ACTIVITY: Go through the entries below and give the number of lines that have the string "person", and only that.

━━ DATASET ━━

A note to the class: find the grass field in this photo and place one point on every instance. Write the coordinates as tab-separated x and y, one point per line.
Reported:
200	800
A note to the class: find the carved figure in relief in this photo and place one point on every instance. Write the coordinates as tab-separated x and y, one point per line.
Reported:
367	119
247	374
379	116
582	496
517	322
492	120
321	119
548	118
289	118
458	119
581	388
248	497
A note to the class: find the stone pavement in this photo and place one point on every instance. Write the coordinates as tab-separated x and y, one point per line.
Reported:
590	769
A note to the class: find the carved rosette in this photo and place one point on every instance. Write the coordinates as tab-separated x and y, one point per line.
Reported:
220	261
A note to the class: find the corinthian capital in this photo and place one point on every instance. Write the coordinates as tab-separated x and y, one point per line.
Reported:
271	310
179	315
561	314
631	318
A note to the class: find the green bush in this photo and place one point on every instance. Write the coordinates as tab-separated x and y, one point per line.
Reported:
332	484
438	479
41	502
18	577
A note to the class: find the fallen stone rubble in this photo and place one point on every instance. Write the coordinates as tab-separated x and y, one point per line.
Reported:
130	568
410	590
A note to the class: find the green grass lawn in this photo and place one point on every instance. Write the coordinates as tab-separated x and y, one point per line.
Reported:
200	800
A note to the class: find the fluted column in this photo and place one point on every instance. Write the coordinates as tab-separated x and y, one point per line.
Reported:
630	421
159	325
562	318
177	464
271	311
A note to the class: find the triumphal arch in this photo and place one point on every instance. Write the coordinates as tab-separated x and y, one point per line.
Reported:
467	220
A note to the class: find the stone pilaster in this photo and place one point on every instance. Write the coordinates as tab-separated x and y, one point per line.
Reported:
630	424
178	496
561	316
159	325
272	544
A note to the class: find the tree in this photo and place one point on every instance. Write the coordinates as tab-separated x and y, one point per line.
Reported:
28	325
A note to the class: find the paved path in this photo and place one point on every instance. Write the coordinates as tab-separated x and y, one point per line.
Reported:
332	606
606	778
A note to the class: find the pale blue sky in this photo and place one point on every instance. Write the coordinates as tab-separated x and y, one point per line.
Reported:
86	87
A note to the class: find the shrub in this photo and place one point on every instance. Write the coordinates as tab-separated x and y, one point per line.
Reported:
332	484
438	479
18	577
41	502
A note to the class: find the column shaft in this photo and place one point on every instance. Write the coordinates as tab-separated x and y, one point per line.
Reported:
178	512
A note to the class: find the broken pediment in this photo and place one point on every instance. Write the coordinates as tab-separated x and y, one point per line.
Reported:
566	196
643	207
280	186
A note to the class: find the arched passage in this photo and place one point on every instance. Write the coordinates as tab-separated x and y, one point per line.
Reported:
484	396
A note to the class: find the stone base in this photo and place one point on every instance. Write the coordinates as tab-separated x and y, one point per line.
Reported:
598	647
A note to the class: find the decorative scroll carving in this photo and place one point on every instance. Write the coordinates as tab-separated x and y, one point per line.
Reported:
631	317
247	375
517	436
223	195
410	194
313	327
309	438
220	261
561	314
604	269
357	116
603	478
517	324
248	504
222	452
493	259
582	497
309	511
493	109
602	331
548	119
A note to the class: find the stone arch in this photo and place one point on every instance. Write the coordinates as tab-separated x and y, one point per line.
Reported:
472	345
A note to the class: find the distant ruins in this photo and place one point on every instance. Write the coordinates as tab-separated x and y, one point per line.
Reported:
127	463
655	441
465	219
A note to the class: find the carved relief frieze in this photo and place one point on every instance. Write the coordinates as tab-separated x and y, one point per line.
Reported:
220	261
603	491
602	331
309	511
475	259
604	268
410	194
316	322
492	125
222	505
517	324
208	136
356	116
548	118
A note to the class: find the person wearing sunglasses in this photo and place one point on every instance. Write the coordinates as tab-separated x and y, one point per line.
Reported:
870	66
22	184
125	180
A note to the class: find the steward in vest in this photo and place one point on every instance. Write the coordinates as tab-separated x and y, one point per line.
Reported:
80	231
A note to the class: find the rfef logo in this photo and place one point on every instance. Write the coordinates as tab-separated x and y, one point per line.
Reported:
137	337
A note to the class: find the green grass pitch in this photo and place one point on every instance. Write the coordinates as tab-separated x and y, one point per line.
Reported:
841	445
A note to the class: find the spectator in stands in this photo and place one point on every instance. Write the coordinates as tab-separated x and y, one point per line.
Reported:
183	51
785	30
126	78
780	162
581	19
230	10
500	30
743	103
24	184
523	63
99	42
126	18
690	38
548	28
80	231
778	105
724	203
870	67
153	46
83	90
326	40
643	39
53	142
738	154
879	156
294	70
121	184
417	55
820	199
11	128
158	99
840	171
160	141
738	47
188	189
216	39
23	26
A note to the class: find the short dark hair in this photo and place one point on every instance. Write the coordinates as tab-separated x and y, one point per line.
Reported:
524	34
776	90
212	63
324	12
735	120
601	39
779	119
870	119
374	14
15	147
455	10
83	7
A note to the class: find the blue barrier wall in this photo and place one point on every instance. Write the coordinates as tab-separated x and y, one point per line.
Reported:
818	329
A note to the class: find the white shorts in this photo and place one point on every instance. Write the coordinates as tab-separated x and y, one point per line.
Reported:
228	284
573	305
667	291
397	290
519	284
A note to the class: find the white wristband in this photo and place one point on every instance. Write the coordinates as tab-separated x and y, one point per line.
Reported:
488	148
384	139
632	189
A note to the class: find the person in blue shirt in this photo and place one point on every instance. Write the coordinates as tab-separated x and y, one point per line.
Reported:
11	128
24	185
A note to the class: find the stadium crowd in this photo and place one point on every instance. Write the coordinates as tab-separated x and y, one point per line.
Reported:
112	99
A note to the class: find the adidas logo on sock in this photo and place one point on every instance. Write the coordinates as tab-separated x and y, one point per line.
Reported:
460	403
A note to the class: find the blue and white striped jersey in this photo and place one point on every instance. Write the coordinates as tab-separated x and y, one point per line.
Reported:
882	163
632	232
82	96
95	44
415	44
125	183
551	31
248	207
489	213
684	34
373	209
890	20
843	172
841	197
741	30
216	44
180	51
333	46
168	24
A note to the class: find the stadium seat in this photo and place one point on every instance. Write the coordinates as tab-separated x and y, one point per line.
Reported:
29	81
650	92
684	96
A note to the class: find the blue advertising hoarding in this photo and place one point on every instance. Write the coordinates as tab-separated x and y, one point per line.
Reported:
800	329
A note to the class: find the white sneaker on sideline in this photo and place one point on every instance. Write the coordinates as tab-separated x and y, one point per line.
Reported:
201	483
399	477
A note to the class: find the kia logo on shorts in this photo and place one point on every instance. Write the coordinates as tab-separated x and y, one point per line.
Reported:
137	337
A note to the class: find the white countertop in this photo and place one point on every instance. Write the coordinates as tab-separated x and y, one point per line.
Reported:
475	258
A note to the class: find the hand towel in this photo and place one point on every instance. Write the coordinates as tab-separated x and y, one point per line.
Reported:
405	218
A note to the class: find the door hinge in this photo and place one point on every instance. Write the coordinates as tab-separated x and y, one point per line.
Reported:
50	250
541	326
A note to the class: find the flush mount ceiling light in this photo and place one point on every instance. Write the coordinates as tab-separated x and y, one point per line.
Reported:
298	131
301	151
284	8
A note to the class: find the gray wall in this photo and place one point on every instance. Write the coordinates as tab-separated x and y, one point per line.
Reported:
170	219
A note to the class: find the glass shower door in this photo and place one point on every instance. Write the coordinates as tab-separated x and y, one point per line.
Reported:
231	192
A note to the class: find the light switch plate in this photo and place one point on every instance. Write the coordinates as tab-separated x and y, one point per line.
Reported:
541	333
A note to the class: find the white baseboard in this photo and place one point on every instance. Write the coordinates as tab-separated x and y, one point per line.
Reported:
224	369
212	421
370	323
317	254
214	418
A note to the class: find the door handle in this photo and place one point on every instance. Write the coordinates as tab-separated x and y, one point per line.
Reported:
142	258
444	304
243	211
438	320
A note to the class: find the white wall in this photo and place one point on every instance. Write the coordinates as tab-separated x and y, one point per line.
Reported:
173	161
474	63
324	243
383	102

━━━

OUTPUT OF THE EXERCISE: 2